PROVIDED ENTRIES.
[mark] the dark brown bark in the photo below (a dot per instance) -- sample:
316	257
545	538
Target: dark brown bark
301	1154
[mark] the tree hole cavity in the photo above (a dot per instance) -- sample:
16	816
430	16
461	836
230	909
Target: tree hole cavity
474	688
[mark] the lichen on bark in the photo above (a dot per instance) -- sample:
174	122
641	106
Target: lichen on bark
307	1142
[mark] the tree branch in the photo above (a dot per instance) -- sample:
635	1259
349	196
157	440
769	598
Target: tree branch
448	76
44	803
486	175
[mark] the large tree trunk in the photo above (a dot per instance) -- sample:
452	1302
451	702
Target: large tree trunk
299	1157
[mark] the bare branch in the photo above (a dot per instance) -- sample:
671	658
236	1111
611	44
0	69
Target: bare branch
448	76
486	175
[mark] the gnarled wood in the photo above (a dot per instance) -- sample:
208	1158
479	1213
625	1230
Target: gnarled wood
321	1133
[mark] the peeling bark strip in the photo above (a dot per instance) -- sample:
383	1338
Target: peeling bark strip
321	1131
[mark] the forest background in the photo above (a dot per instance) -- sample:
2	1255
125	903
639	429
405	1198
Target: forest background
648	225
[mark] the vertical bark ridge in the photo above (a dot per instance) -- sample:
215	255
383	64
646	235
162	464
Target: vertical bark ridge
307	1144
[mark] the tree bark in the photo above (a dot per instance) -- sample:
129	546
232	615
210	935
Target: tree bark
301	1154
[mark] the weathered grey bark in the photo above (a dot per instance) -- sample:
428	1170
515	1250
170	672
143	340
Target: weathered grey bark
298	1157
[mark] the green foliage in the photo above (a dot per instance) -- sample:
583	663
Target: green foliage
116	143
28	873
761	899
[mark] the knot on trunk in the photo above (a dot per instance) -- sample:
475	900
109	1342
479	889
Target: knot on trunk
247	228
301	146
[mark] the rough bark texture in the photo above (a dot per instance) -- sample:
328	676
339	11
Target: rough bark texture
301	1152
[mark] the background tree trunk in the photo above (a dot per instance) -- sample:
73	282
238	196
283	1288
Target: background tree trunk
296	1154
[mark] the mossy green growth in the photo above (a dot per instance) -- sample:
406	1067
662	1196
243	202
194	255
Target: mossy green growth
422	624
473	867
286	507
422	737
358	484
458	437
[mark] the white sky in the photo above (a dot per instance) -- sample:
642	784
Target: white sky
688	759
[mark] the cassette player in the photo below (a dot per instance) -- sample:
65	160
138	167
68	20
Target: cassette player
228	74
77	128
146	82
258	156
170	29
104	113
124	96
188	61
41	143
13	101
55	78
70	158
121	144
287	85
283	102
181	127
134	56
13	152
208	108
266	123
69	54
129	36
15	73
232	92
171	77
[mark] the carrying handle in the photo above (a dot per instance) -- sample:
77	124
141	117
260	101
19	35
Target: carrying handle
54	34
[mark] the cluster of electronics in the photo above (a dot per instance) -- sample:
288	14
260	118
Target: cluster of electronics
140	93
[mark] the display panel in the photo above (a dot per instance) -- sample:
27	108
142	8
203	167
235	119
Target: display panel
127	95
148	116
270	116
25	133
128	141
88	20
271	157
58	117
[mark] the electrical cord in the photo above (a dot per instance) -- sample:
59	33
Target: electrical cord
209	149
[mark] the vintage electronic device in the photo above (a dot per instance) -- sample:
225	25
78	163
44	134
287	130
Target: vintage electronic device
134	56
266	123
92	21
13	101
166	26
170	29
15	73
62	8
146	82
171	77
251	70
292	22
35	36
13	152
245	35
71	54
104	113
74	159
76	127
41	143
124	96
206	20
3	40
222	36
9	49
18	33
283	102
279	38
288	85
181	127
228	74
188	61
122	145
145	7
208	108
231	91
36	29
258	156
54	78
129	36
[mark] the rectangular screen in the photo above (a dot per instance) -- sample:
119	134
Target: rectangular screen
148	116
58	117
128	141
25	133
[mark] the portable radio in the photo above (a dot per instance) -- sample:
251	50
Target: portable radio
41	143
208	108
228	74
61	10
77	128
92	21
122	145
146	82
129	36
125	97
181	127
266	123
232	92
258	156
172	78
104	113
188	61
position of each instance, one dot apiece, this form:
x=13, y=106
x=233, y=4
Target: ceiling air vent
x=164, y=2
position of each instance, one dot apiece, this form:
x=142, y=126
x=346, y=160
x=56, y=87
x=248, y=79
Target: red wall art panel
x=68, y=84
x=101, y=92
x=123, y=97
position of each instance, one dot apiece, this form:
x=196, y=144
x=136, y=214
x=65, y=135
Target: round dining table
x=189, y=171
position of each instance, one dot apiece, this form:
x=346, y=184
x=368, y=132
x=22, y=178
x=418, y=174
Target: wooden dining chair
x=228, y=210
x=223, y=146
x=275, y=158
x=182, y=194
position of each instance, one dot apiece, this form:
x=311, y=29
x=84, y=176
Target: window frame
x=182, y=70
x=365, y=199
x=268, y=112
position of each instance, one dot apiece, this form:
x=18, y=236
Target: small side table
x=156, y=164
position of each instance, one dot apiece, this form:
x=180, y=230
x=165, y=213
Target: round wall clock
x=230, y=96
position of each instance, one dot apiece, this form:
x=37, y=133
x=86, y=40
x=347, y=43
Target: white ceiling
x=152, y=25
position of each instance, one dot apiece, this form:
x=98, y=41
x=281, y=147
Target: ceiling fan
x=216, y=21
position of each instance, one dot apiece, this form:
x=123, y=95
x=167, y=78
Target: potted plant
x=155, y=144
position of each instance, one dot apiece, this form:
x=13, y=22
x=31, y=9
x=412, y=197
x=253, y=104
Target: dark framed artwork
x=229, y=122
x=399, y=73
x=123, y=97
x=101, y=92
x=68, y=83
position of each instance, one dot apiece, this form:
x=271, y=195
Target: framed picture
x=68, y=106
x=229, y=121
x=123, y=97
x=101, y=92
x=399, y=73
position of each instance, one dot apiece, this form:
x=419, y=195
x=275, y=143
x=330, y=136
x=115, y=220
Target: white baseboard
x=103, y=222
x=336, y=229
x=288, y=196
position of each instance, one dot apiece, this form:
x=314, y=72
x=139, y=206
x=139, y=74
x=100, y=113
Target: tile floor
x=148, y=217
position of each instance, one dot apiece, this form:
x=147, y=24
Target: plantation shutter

WORK ITEM. Repeat every record exactly, so that nothing is lost or altered.

ANSWER SPACE.
[mark] the dark brown bark in the photo below (a dot per instance) -- sample:
316	257
545	538
Target: dark brown bark
301	1154
[mark] the tree hole cavity in the photo above (a dot per instance) -- sample:
16	816
430	16
461	836
230	909
Target: tree hole cavity
474	688
[mark] the lichen on bark in the photo above (a dot per instance) -- sample:
174	122
641	106
Target: lichen on bark
307	1142
[mark] the tree branch in the photo above (a dot per instance) -- sample:
635	1259
349	196
157	440
769	598
Target: tree branch
448	76
44	803
486	175
[mark] the large tree trunk in the photo above (a dot per instance) -- sample:
452	1302
451	702
Target: large tree trunk
299	1157
[mark] the bare branch in the photo above (a dot per instance) -- sample:
671	658
236	1111
611	44
0	69
Target: bare branch
448	76
486	175
[mark] the gnarled wood in the photo above (a dot per instance) -- sample:
208	1158
479	1213
625	1230
Target: gnarled wood
321	1133
[mark] the peeling bark strip in the photo above (a dot per instance) -- sample:
383	1338
Target: peeling bark strip
321	1131
[mark] the forest background in the photo above (a dot per instance) -- sample:
2	1255
125	903
639	429
405	1198
Target: forest background
648	225
[mark] the vertical bark ridge in the photo above (a dot per instance) -- sample:
215	255
383	64
646	235
162	464
Target: vertical bark ridge
307	1144
[mark] the tree bark in the photo above (a dot per instance) -- sample:
129	546
232	615
210	935
Target: tree bark
301	1154
[mark] the weathered grey bark in the photo above (a dot per instance) -- sample:
428	1170
515	1250
170	672
143	340
Target: weathered grey bark
298	1157
[mark] the green foliage in the photo above (a dot per instance) -- sample:
583	663
Target: green foliage
116	143
28	873
761	899
[mark] the knot on trunk in the photo above (a dot per instance) -- sample:
475	900
109	1342
479	889
Target: knot on trunk
247	228
301	146
[mark] the rough bark texture in the photo above (a dot per instance) -- sample:
328	676
339	11
Target: rough bark texture
301	1152
[mark] the background tree trunk in the photo above (a dot per instance) -- sample:
73	282
238	196
283	1288
Target: background tree trunk
296	1154
[mark] the mossy green growth in the photo above (a dot per instance) -- sample:
406	1067
662	1196
243	202
194	255
Target: mossy green growth
422	624
473	867
286	507
422	737
358	484
458	437
[mark] the white sky in the photo above (a dot per instance) -- sample:
642	784
Target: white sky
688	759
[mark] the cassette player in the photo below (a dot per instance) -- sample:
65	160
138	167
68	20
Target: cassette player
228	74
77	128
146	82
258	156
170	29
104	113
124	96
188	61
41	143
13	101
55	78
70	158
121	144
287	85
283	102
181	127
134	56
13	152
208	108
266	123
69	54
129	36
15	73
232	92
171	77
[mark] the carrying handle in the photo above (a dot per instance) -- sample:
77	124
141	117
260	101
19	35
Target: carrying handle
54	34
[mark] the cluster of electronics in the photo above (a dot per instance) -- sample:
288	14
260	118
Target: cluster of electronics
140	93
[mark] the display panel in the photo above (a dot per instance) -- sample:
27	108
142	8
203	167
235	119
Target: display panel
127	95
148	116
270	116
25	133
128	141
88	20
271	157
58	117
[mark] the electrical cord in the photo above (a dot per instance) -- sample:
59	33
Target: electrical cord
209	149
[mark] the vintage electronic device in the photo above (a dot per instance) -- sample:
225	25
78	163
44	134
287	130
Target: vintage electronic device
134	56
266	123
92	21
13	101
166	26
170	29
15	73
62	8
146	82
171	77
251	70
292	22
35	36
13	152
245	35
71	54
104	113
74	159
76	127
41	143
124	96
206	20
3	40
222	36
9	49
18	33
283	102
279	38
288	85
181	127
228	74
188	61
122	145
145	7
208	108
231	91
36	29
258	156
54	78
129	36
[mark] the rectangular screen in the photo above (a dot per instance) -- sample:
119	134
Target: rectangular screen
148	116
58	117
128	141
25	133
[mark] the portable radio in the photo above (a dot per instance) -- sample:
251	50
Target: portable radio
41	143
208	108
228	74
61	10
77	128
92	21
122	145
146	82
129	36
125	97
181	127
266	123
232	92
258	156
172	78
104	113
188	61
position of each instance, one dot apiece, this form:
x=13, y=106
x=233, y=4
Target: ceiling air vent
x=164, y=2
position of each instance, one dot apiece, this form:
x=142, y=126
x=346, y=160
x=56, y=87
x=248, y=79
Target: red wall art panel
x=68, y=84
x=101, y=92
x=123, y=97
position of each instance, one dot apiece, this form:
x=196, y=144
x=136, y=214
x=65, y=135
Target: round dining table
x=189, y=171
position of each instance, one dot apiece, this form:
x=346, y=184
x=368, y=132
x=22, y=178
x=418, y=174
Target: wooden dining chair
x=228, y=210
x=223, y=146
x=275, y=158
x=182, y=194
position of each instance, one dot apiece, this form:
x=311, y=29
x=84, y=176
Target: window frame
x=182, y=70
x=365, y=199
x=268, y=112
position of each instance, one dot apiece, this form:
x=18, y=236
Target: small side table
x=156, y=164
position of each instance, one dot apiece, this form:
x=180, y=230
x=165, y=213
Target: round wall clock
x=230, y=96
position of each instance, one dot apiece, this form:
x=37, y=133
x=86, y=40
x=347, y=43
Target: white ceiling
x=152, y=25
position of each instance, one dot apiece, this form:
x=98, y=41
x=281, y=147
Target: ceiling fan
x=216, y=21
position of each instance, one dot apiece, this form:
x=123, y=95
x=167, y=78
Target: potted plant
x=155, y=144
position of each instance, one dot apiece, this form:
x=13, y=22
x=31, y=9
x=412, y=197
x=253, y=104
Target: dark framed artwork
x=229, y=122
x=399, y=73
x=123, y=97
x=101, y=92
x=68, y=83
position of each instance, one dot apiece, this form:
x=271, y=195
Target: framed picture
x=68, y=106
x=229, y=121
x=123, y=97
x=101, y=92
x=399, y=73
position of each instance, one dot apiece, this form:
x=419, y=195
x=275, y=143
x=330, y=136
x=115, y=220
Target: white baseboard
x=103, y=222
x=336, y=229
x=288, y=196
position of each instance, one dot apiece, this form:
x=314, y=72
x=139, y=206
x=139, y=74
x=100, y=113
Target: tile floor
x=148, y=217
position of each instance, one dot apiece, this form:
x=147, y=24
Target: plantation shutter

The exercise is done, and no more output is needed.